▶ **TASK LIST**:
(a) Answer these questions using the abstract on cyanobacteria:
(i) Which two sources of runoff may bring excess nutrients into water?
(ii) Which toxins affect the nervous system?
(iii) What substance has been suggested as a treatment for affected ponds?
(b) Retype the abstract on cyanobacteria from "Cyanobacterial toxins are" to "exposures and losses.".
(c) Extend the abstract on cyanobacterial toxins, picking up after its final sentence.

▶ **PROVIDED TEXT**:
========================================
Abstract

Cyanobacteria, also known as blue-green algae, are freshwater bacteria that may accumulate in surface water as "blooms" and concentrate as "scum". Occurrences of these blooms rely on many factors, but may be related to excess nutrients that enter water due to runoff from agricultural fertilizers or sewage.

Cyanobacterial toxins are known to affect either the liver (microcystins and nodularins) or the nervous system (anatoxins). Microcystins and nodularins inhibit protein phosphatases, leading to liver dysfunction and death in mammals, birds, and fish. Anatoxins cause death within minutes secondary to respiratory paralysis. The risk to domestic and wild terrestrial and aquatic species may be significant due to the dire consequences of exposure and the lack of a specific antidote for cyanobacterial toxins. Potassium permanganate has been suggested as a possible treatment for affected ponds by oxidizing the toxins, but may also kill the algae, resulting in the release of even more toxins. Accurate detection and quantitation of the cyanobacterial toxins through monitoring and surveillance can provide the ability to limit animal exposures and losses.
========================================
▶ **DATA PROVIDED**:
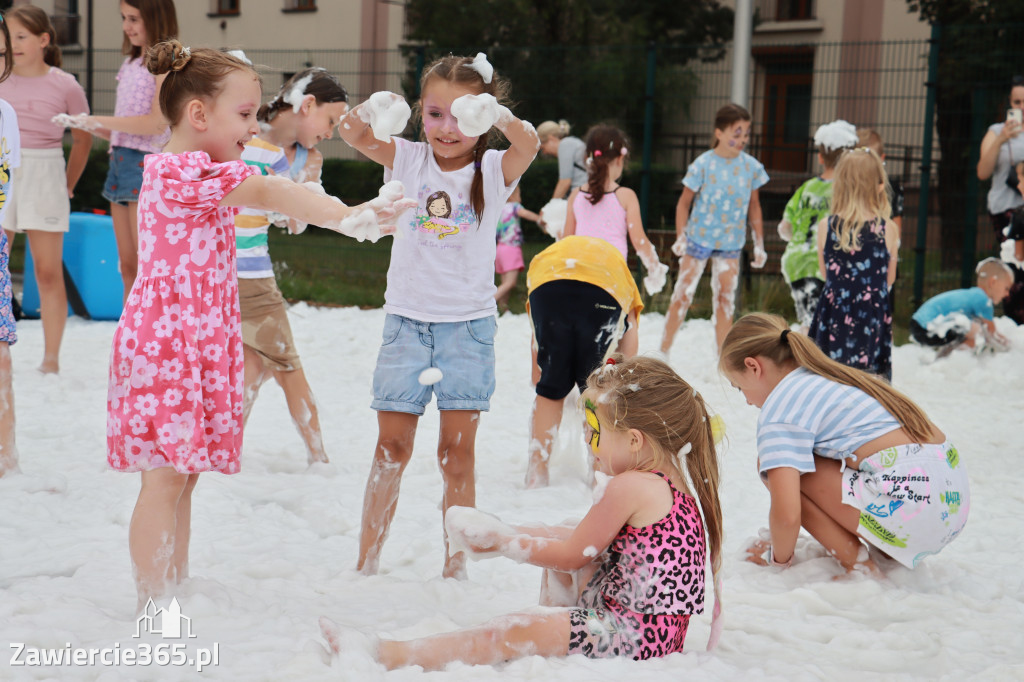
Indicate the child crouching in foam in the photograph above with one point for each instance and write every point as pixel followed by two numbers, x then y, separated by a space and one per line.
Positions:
========================================
▶ **ANSWERS PROVIDED**:
(a)
(i) Agricultural fertilizers and sewage.
(ii) Anatoxins.
(iii) Potassium permanganate.

(b)
Cyanobacterial toxins are known to affect either the liver (microcystins and nodularins) or the nervous system (anatoxins). Microcystins and nodularins inhibit protein phosphatases, leading to liver dysfunction and death in mammals, birds, and fish. Anatoxins cause death within minutes secondary to respiratory paralysis. The risk to domestic and wild terrestrial and aquatic species may be significant due to the dire consequences of exposure and the lack of a specific antidote for cyanobacterial toxins. Potassium permanganate has been suggested as a possible treatment for affected ponds by oxidizing the toxins, but may also kill the algae, resulting in the release of even more toxins. Accurate detection and quantitation of the cyanobacterial toxins through monitoring and surveillance can provide the ability to limit animal exposures and losses.

(c)
Experimental sublethal intraperitoneal injections of microcystins cause distinctive microscopic liver lesions in channel catfish, Ictalurus punctatus, but have been much more difficult to appreciate and document in clinical cases. This indicates that other confirmatory methods are needed for the detection and documentation of microcystins and other cyanobacterial toxins since histopathologic lesions alone are not adequate. Economically competitive methods for determination of the cyanobacterial toxins have been applied to a variety of water samples and include an enzyme-linked immunosorbent assay (ELISA) and protein phosphatase and mouse bioassays. These methods offer detection of the toxins with limited sample preparation, however they are limited by high incidences of false positive and/or false negative results. Our laboratory has been developing and validating multiresidue LC/MS detection methods for simultaneous screening for microcystins, nodularins, and anatoxins in water and animal tissues. The final stage of our study will involve surveillance of farm ponds with collection and analysis of water and sentinel fish placed in cages in these ponds.